■ Exercise instructions:
Can you write out every line of the records below again, including the "Target" lines, with each coordinate shifted up by 3?

Position annotation records
########

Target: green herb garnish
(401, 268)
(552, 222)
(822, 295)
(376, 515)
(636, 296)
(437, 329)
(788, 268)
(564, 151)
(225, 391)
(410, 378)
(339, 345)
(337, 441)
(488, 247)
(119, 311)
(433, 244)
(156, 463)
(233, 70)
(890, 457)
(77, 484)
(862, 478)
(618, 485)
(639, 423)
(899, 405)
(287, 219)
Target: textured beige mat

########

■ Expected answer:
Target: green herb garnish
(404, 271)
(555, 225)
(825, 298)
(379, 518)
(639, 299)
(440, 332)
(791, 271)
(567, 154)
(228, 394)
(413, 381)
(342, 348)
(340, 444)
(491, 250)
(122, 314)
(436, 247)
(159, 466)
(236, 73)
(893, 460)
(80, 487)
(865, 481)
(621, 488)
(642, 426)
(902, 408)
(290, 222)
Target: textured beige mat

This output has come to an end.